=== Data in this exercise ===
------

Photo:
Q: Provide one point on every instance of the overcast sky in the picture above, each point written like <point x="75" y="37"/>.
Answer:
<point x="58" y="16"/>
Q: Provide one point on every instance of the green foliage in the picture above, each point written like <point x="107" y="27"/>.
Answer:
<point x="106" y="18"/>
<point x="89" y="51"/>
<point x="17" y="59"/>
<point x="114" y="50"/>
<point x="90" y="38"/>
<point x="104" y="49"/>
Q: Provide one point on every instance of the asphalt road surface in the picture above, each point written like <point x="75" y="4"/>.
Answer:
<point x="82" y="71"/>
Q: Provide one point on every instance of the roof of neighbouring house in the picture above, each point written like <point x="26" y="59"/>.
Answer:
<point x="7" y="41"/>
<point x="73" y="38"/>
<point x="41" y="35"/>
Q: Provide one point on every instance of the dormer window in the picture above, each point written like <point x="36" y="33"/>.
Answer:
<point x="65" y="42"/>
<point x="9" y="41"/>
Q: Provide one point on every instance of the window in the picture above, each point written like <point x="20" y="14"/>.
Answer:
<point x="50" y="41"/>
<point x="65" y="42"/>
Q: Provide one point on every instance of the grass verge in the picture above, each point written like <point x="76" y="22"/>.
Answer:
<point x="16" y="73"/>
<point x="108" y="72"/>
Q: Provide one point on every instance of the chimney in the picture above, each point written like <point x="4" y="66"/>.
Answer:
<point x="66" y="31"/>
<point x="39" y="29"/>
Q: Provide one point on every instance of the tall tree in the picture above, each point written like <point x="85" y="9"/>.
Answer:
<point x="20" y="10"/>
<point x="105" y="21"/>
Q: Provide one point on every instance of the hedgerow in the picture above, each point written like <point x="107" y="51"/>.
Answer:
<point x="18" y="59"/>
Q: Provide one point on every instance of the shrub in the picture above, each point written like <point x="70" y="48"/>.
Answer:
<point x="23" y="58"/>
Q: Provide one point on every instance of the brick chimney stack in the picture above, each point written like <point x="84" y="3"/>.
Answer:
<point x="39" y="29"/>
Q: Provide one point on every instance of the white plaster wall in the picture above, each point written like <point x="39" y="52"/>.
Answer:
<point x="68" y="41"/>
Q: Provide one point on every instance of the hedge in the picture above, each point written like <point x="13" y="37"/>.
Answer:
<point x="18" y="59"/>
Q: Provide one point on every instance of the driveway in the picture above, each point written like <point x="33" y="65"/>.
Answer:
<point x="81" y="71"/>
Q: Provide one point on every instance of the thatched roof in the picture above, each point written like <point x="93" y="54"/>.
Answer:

------

=== Task instructions ===
Tally the lines of the listing that contain "window" and give the tally alone.

=== Task response ===
2